What needs to be done: Put the lines below into a numbered list, leaving out any blank lines. Do not include the pictures in your answer.

Items from a dataset:
■ ■ ■ ■

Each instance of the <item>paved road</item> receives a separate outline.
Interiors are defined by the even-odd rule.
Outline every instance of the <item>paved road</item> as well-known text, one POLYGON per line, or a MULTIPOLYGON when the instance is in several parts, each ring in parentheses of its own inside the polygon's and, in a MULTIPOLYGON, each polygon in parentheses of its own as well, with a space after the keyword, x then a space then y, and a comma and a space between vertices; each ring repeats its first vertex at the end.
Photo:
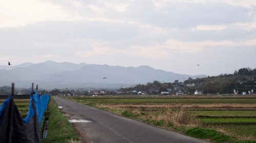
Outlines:
POLYGON ((57 97, 54 99, 58 106, 63 106, 62 111, 71 116, 70 118, 93 121, 74 124, 87 142, 208 142, 65 99, 57 97))

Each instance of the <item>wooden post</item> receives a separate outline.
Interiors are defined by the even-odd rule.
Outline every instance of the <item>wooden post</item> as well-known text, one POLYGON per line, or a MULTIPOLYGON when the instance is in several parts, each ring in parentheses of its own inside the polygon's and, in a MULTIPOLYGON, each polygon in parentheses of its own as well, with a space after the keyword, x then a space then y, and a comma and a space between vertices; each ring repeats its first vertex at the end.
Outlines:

■ ■ ■ ■

Task response:
1. Each instance of the <item>paved road</item> receives a separate outline.
2. Interiors are defined by the even-odd rule.
3. Outline every instance of the <item>paved road</item> as well-known text, one POLYGON per line, or a MULTIPOLYGON when the instance is in several parts, each ring in parentheses of its own inside the polygon's and, in a MULTIPOLYGON, each polygon in parentheses of its own as well, with a space after the keyword, x then a space then y, and a comma and a space between vertices; each ring repeats its first vertex at the end.
4. Photo:
5. Outlines:
6. POLYGON ((57 97, 54 99, 58 106, 63 106, 62 111, 71 116, 70 118, 93 121, 74 124, 87 142, 208 142, 65 99, 57 97))
7. Each instance of the <item>wooden post</item> receives a separate outline.
8. Interiors are defined by the even-odd rule.
9. Outline every instance of the <item>wooden post</item> as well-known text, one POLYGON per line, or a MULTIPOLYGON when the instance is in several parts, each ring in parentheses of its own inside the polygon's and, in a MULTIPOLYGON, each polygon in parentheses of its own as well, with a space after the keyword, x then a space then y, and a comma and a space between vertices; each ring repeats its first vertex at the end.
10. Outlines:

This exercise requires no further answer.